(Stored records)

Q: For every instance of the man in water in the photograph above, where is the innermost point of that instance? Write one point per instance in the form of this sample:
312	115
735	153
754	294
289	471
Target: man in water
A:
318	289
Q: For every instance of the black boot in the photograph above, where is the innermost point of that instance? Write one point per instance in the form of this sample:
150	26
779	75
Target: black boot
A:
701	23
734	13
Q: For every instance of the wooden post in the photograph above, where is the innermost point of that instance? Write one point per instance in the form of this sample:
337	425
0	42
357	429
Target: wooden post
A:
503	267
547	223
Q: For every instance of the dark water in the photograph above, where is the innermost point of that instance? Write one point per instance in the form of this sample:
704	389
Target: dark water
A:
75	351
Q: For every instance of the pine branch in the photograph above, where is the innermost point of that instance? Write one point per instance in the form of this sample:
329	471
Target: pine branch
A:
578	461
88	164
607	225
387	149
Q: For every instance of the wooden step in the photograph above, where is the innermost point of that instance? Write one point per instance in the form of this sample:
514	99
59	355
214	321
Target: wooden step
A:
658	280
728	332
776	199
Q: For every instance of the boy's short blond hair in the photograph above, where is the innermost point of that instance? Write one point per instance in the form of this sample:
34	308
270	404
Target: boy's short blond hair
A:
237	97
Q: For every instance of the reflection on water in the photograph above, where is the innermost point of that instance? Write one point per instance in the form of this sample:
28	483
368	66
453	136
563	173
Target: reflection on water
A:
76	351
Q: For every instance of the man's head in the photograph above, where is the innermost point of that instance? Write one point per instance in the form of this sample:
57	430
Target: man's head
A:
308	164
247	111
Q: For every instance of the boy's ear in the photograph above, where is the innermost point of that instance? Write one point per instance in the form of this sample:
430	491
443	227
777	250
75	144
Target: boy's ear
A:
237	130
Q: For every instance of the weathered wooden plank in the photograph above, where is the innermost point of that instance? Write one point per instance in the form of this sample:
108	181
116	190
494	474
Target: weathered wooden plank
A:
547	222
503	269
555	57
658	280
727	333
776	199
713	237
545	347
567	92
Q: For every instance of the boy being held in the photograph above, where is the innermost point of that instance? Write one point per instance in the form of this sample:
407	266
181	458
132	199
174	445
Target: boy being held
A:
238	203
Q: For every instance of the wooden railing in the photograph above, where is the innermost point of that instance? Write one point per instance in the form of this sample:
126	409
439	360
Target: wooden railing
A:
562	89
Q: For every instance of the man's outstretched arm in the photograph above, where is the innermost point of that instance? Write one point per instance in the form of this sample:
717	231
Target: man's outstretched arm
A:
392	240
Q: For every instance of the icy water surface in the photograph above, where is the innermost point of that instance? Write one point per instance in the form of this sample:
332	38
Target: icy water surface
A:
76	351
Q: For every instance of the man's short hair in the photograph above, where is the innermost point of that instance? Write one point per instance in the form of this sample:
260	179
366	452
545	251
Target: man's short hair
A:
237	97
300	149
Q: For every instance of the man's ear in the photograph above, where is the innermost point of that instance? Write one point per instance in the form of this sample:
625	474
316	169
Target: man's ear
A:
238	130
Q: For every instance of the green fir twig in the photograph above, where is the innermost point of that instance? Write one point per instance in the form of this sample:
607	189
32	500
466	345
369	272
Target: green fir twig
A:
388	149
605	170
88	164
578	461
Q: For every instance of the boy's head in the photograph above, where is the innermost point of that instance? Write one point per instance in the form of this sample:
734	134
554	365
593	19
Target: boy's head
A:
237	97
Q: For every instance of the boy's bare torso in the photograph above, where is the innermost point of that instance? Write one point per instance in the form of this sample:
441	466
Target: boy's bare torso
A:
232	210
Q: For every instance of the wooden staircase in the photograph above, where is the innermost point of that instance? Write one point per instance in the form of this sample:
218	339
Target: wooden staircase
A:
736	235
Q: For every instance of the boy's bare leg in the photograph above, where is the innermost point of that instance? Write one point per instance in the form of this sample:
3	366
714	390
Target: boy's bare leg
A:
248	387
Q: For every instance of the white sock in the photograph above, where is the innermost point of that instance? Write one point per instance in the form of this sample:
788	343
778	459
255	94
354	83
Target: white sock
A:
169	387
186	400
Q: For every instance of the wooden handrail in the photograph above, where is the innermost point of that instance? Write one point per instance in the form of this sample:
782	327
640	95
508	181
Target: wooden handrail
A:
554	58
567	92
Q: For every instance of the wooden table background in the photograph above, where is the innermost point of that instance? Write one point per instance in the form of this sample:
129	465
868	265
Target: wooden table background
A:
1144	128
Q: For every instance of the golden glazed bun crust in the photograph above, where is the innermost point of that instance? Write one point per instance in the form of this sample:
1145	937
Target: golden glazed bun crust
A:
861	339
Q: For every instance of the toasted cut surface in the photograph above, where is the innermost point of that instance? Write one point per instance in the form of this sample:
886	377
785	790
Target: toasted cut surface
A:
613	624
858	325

Exercise – Rewrite all of the material above as a JSON list of strings, one string per line, with blank lines omitted.

Written answer –
[
  "Q: For every instance of the man in water in the photograph above, where is the innermost point of that instance? Write one point per instance in the form of this sample:",
  "312\t115",
  "735\t153",
  "754\t294",
  "289\t471",
  "Target: man in water",
  "A:",
  "318\t289",
  "Q: For every instance of the black boot in the photograph above, where is the innermost point of that instance? Write one point per instance in the form of this sample:",
  "150\t26",
  "779\t75",
  "Target: black boot",
  "A:",
  "701\t23",
  "734\t13",
  "Q: For every instance of the wooden post in the photograph above, where is the innermost point of that instance? Write one point per instance in the form of this sample:",
  "337\t425",
  "0\t42",
  "357\t429",
  "Target: wooden post",
  "A:",
  "503\t267",
  "547\t223",
  "Q: For every instance of the dark water in the photograph above, where is the innermost point of that instance? Write one point per instance in the form of this sample:",
  "704\t389",
  "Target: dark water",
  "A:",
  "75\t351",
  "Q: For every instance of the pine branch in the photograph above, where is the innermost point of that instance? Write one point per instance in the form of this sample:",
  "329\t471",
  "Target: pine branch",
  "A:",
  "578\t461",
  "88\t164",
  "607\t225",
  "387\t149",
  "Q: For every instance of the wooden step in the photograph above, where is the innermost point of that instance? Write one point per instance in the form of this sample:",
  "514\t99",
  "59\t355",
  "214\t321",
  "Target: wooden step",
  "A:",
  "658\t280",
  "728\t332",
  "776\t199",
  "Q: For every instance of the boy's short blond hair in the photograph above, where is the innermost point of that instance? Write one point per instance in the form of this sample:",
  "34\t308",
  "270\t404",
  "Target: boy's short blond hair",
  "A:",
  "237\t97",
  "Q: For every instance of the reflection on water in the photograph above, where is the innermost point of that instance? Write one point per instance in the form of this sample:",
  "28\t483",
  "368\t66",
  "453\t136",
  "563\t173",
  "Target: reflection on water",
  "A:",
  "76\t351",
  "Q: For every instance of the man's head in the photograph above, where is the innermost point of that instance? Write one point per instance in the form of this sample:",
  "57\t430",
  "Target: man's head",
  "A:",
  "308\t164",
  "247\t111",
  "Q: For every instance of the boy's ear in the photograph above, where is the innermost point of that instance? Write one point per instance in the form of this sample:",
  "430\t491",
  "443\t227",
  "777\t250",
  "75\t144",
  "Target: boy's ear",
  "A:",
  "237\t130",
  "Q: For every instance of the weathered wooden plank in the photograph above, where is the innermost point of that instance? Write one point per instance in the form of this sample:",
  "108\t181",
  "116\t190",
  "494\t474",
  "Target: weathered wooden plank",
  "A:",
  "547\t222",
  "503\t269",
  "555\t57",
  "658\t280",
  "727\t333",
  "776\t199",
  "713\t237",
  "545\t347",
  "567\t92",
  "Q: For every instance of the boy being held in the photograph above, where is the innermost point of that instance? Write one point per instance in the form of this sample:",
  "407\t266",
  "181\t458",
  "132\t199",
  "174\t445",
  "Target: boy being held",
  "A:",
  "238\t203",
  "Q: For every instance of the wooden railing in the photograph above, where is the innermost point of that instance? Write one point per instance in the form of this sample:",
  "126\t409",
  "439\t360",
  "Target: wooden railing",
  "A:",
  "562\t89",
  "Q: For every instance of the man's outstretched arm in the photograph above, where is the innermost point of that instance? Write one point per instance in the form of this sample:",
  "717\t231",
  "Target: man's outstretched arm",
  "A:",
  "392\t240",
  "Q: For every instance of the icy water surface in the photograph above, where is the innermost point of that instance? Write one point per instance in the form of this sample:",
  "332\t38",
  "Target: icy water surface",
  "A:",
  "76\t351",
  "Q: For every instance of the man's short hair in the photograph above, where is the innermost point of that instance? Write one point per instance in the form of this sample:",
  "260\t179",
  "366\t452",
  "545\t251",
  "Target: man's short hair",
  "A:",
  "237\t97",
  "300\t149",
  "Q: For every instance of the man's ear in the photograph above, where is the innermost point of that instance? Write one point per instance in the form of this sample:",
  "625\t474",
  "316\t169",
  "Target: man's ear",
  "A:",
  "238\t130",
  "Q: For every instance of the green fir twig in the photograph above, where is the innermost point of that instance? Write one point per instance in the form of this sample:",
  "607\t189",
  "32\t500",
  "466\t345",
  "369\t272",
  "Target: green fir twig",
  "A:",
  "388\t149",
  "605\t170",
  "88\t164",
  "578\t461",
  "Q: For every instance of the boy's head in the photograph above, where is the innermost point of that instance? Write one point per instance in the form of this sample:",
  "734\t134",
  "554\t365",
  "593\t19",
  "Target: boy's head",
  "A:",
  "237\t97",
  "Q: For every instance of the boy's bare torso in the photograph above, where is the innermost point of that instance? Write one point per instance in the form of this sample:",
  "441\t466",
  "Target: boy's bare torso",
  "A:",
  "232\t210",
  "Q: For every instance of the wooden staircase in the photograph above, where is the innermost point of that instance? Write one point per instance in the form of this sample:",
  "218\t339",
  "Target: wooden staircase",
  "A:",
  "736\t235",
  "Q: For every instance of the boy's bare leg in the photograph above, where is the innermost point of that instance? Write one point per instance in the form of this sample:",
  "3\t366",
  "714\t390",
  "Target: boy's bare leg",
  "A:",
  "248\t387",
  "Q: For every instance of the white sock in the photograph above, where is the innermost point of that instance? Write one point per instance in the form of this sample:",
  "788\t343",
  "778\t459",
  "255\t94",
  "354\t83",
  "Target: white sock",
  "A:",
  "169\t387",
  "186\t400",
  "Q: For every instance of the wooden handrail in the photograph above, where is the innermost point of that instance? Write one point per instance in the form of this sample:",
  "782\t327",
  "640\t95",
  "508\t181",
  "Target: wooden handrail",
  "A:",
  "554\t58",
  "567\t92",
  "Q: For every instance of the wooden table background in the photograph above, where is the innermost point of that instance? Write one point per instance in the form of this sample:",
  "129\t465",
  "868\t265",
  "Target: wooden table background",
  "A:",
  "1144\t128",
  "Q: For every instance of the golden glazed bun crust in the photograph above, where is the innermost point of that instance? Write one point per instance in the form of this sample:",
  "1145\t937",
  "Target: golden glazed bun crust",
  "A:",
  "861\t339",
  "Q: For every instance of the toasted cut surface in the photograph above, where is the innermost point of that instance? Write one point per instance in the form of this sample:",
  "886\t377",
  "785\t790",
  "Target: toasted cut surface",
  "A:",
  "613\t624",
  "858\t325"
]